→ **EXERCISE INSTRUCTIONS**
In the entries that follow, find every line containing "mitten" and copy it.

Collected data:
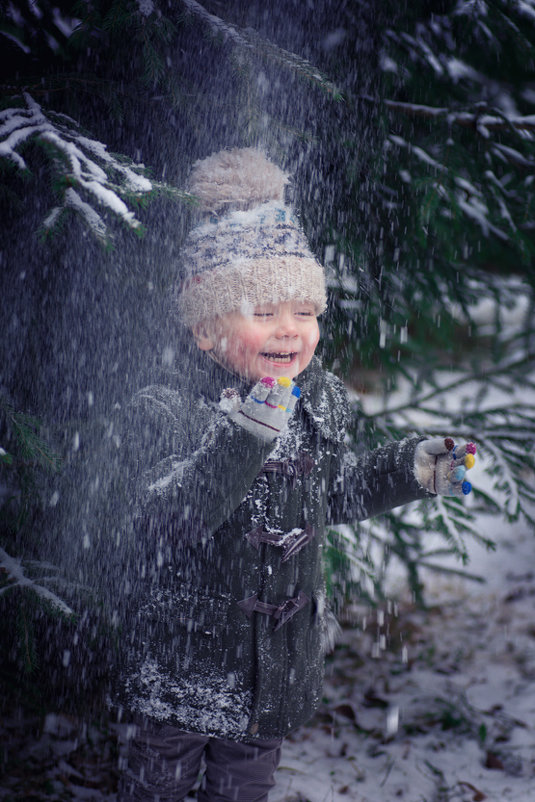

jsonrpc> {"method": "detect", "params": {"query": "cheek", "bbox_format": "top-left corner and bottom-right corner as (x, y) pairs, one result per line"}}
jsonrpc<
(306, 326), (320, 349)
(241, 333), (266, 355)
(227, 333), (263, 365)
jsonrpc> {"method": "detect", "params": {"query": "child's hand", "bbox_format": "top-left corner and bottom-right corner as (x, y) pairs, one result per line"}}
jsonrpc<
(220, 377), (301, 443)
(414, 437), (477, 497)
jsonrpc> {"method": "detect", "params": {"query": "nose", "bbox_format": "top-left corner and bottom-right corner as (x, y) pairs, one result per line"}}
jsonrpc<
(275, 308), (298, 337)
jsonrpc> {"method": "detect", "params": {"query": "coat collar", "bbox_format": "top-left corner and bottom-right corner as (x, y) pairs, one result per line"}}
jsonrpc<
(167, 351), (349, 443)
(298, 356), (350, 443)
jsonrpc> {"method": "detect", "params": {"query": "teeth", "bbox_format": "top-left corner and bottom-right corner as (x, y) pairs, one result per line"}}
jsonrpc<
(263, 352), (294, 362)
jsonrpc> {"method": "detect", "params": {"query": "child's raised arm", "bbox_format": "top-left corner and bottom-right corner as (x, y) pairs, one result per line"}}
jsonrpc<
(123, 374), (301, 544)
(123, 383), (273, 542)
(326, 437), (432, 524)
(326, 436), (476, 524)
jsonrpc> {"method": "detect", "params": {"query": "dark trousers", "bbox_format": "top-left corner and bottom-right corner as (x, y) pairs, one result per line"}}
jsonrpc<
(117, 715), (283, 802)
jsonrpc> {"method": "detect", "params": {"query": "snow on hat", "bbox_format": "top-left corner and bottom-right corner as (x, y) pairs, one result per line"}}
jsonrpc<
(176, 147), (327, 328)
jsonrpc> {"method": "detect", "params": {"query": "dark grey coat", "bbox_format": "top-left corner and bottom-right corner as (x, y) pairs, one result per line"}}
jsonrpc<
(112, 352), (428, 741)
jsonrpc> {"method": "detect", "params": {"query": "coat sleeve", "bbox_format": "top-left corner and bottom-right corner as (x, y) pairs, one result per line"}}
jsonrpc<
(326, 436), (433, 524)
(121, 384), (271, 541)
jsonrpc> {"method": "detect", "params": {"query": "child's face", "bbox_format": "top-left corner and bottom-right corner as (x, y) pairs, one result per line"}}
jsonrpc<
(195, 300), (320, 382)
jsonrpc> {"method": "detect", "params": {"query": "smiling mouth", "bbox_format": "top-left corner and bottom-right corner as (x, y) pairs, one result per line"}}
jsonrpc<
(261, 352), (297, 363)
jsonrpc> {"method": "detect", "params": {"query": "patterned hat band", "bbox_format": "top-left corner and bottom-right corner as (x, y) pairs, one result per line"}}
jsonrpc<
(177, 255), (327, 328)
(177, 201), (326, 326)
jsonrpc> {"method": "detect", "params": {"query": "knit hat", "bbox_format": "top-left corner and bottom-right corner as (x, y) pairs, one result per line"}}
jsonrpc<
(176, 148), (327, 328)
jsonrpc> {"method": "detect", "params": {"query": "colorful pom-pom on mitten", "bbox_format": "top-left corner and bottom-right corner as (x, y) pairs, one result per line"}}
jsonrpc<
(221, 377), (301, 443)
(414, 437), (477, 497)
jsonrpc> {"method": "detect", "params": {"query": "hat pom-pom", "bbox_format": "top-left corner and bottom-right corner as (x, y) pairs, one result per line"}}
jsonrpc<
(189, 147), (288, 213)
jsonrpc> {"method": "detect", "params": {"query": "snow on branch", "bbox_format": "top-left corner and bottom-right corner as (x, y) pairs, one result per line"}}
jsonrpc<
(387, 133), (525, 242)
(0, 546), (73, 616)
(389, 134), (447, 173)
(383, 99), (535, 134)
(510, 0), (535, 24)
(180, 0), (341, 97)
(0, 93), (191, 242)
(492, 142), (535, 167)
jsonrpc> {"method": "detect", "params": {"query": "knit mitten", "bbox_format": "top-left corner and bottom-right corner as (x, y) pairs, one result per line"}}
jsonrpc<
(220, 376), (301, 443)
(414, 437), (477, 496)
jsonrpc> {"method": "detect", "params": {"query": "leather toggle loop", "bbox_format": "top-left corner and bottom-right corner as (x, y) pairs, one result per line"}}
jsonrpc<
(262, 452), (315, 488)
(245, 524), (316, 561)
(237, 590), (310, 630)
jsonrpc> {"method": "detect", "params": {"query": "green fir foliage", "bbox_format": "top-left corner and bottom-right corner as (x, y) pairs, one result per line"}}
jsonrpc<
(0, 396), (61, 536)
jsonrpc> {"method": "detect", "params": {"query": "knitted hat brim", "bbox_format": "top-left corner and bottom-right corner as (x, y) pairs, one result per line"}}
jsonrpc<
(178, 256), (326, 328)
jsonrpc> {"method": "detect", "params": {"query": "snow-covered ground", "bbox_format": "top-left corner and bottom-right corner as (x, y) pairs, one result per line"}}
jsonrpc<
(272, 510), (535, 802)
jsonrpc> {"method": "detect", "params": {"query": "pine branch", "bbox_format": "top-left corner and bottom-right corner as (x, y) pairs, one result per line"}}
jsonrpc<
(180, 0), (341, 97)
(376, 354), (535, 418)
(1, 399), (61, 472)
(0, 446), (13, 466)
(0, 93), (193, 242)
(0, 547), (73, 617)
(417, 560), (486, 583)
(381, 99), (535, 134)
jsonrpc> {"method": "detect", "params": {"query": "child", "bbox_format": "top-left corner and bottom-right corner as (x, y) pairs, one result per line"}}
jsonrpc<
(114, 148), (475, 801)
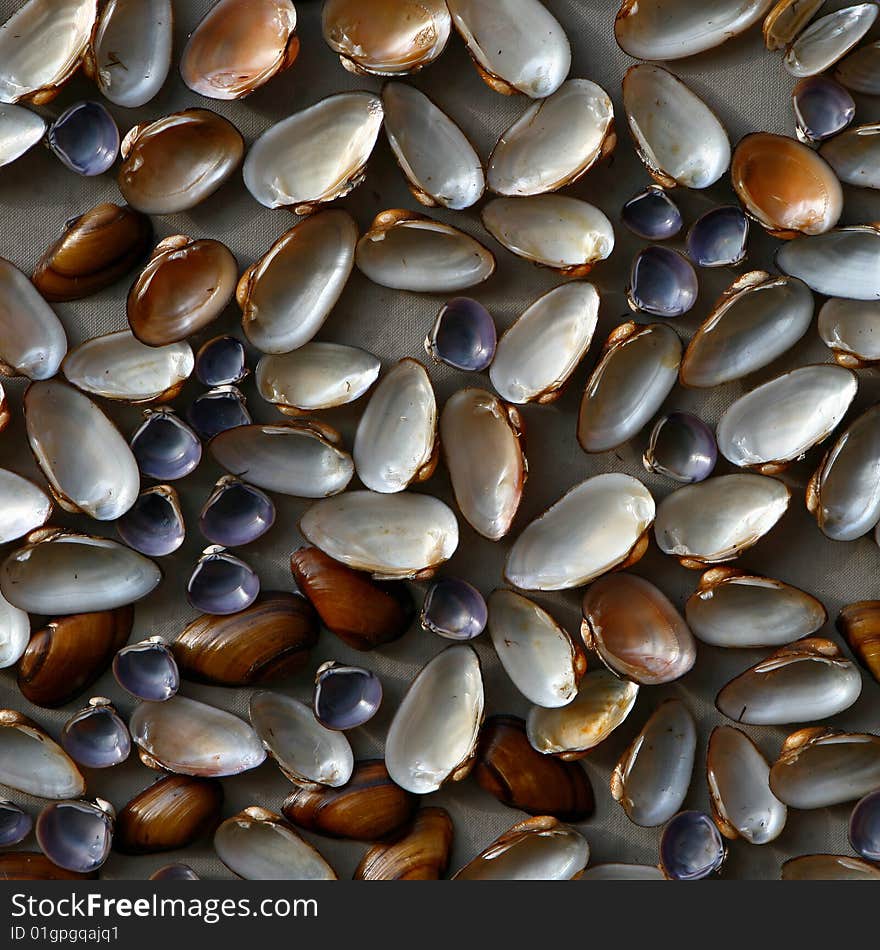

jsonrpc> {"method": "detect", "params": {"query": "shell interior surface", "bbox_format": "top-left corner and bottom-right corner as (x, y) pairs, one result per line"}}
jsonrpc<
(820, 123), (880, 191)
(195, 336), (247, 387)
(199, 477), (275, 548)
(643, 412), (717, 484)
(849, 789), (880, 861)
(187, 547), (260, 616)
(0, 712), (85, 799)
(0, 103), (46, 167)
(150, 864), (200, 881)
(784, 4), (878, 77)
(659, 810), (726, 881)
(835, 39), (880, 93)
(776, 225), (880, 300)
(0, 800), (32, 847)
(426, 298), (496, 372)
(130, 409), (202, 481)
(186, 385), (251, 441)
(60, 702), (130, 769)
(627, 246), (698, 317)
(0, 469), (53, 545)
(116, 484), (185, 557)
(793, 76), (855, 144)
(621, 186), (683, 241)
(420, 578), (488, 642)
(0, 589), (29, 669)
(113, 639), (179, 702)
(782, 853), (880, 880)
(46, 100), (119, 177)
(687, 206), (749, 267)
(581, 863), (666, 881)
(764, 0), (827, 50)
(313, 664), (383, 731)
(36, 801), (113, 873)
(0, 258), (68, 379)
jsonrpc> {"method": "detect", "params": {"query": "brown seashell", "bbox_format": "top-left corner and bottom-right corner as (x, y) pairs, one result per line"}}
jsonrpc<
(127, 236), (238, 346)
(837, 601), (880, 684)
(282, 760), (416, 841)
(115, 775), (223, 855)
(290, 547), (414, 651)
(474, 716), (594, 822)
(353, 807), (453, 880)
(32, 203), (153, 302)
(0, 383), (9, 434)
(17, 606), (133, 708)
(171, 591), (319, 687)
(0, 852), (97, 880)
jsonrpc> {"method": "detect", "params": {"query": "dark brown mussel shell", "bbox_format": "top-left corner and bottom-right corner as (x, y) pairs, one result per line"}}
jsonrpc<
(171, 591), (319, 687)
(115, 775), (223, 855)
(282, 760), (416, 841)
(0, 852), (97, 880)
(17, 606), (134, 708)
(837, 601), (880, 684)
(32, 203), (153, 302)
(353, 807), (453, 880)
(290, 547), (414, 651)
(474, 715), (595, 822)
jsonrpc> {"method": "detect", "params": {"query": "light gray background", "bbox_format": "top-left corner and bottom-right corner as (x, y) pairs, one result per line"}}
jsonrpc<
(1, 0), (879, 881)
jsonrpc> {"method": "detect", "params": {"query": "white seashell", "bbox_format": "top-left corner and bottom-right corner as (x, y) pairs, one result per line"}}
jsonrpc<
(707, 726), (786, 845)
(446, 0), (571, 98)
(578, 322), (681, 454)
(243, 92), (383, 212)
(818, 298), (880, 367)
(655, 475), (790, 567)
(783, 854), (880, 880)
(0, 530), (161, 614)
(0, 710), (84, 799)
(256, 343), (380, 414)
(835, 39), (880, 94)
(716, 638), (862, 725)
(0, 589), (29, 669)
(386, 645), (483, 794)
(0, 259), (67, 379)
(482, 196), (614, 275)
(300, 491), (459, 580)
(820, 123), (880, 190)
(581, 863), (666, 881)
(488, 80), (615, 196)
(622, 65), (730, 190)
(764, 0), (827, 50)
(489, 283), (599, 405)
(354, 359), (437, 494)
(505, 474), (655, 591)
(784, 4), (877, 77)
(716, 365), (857, 472)
(0, 469), (52, 545)
(610, 699), (696, 827)
(356, 209), (495, 292)
(0, 103), (45, 167)
(776, 225), (880, 300)
(382, 83), (484, 210)
(487, 589), (585, 708)
(440, 389), (525, 540)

→ **PROBLEM SOLUTION**
jsonrpc> {"method": "detect", "params": {"query": "colorful pom-pom on mitten", "bbox_format": "top-left corner and bottom-right corner as (x, y) pairs, one result per line"}}
jsonrpc> {"method": "detect", "params": {"query": "knit mitten", "bbox_format": "top-left corner and bottom-right corner as (x, y) pairs, one result per line"}}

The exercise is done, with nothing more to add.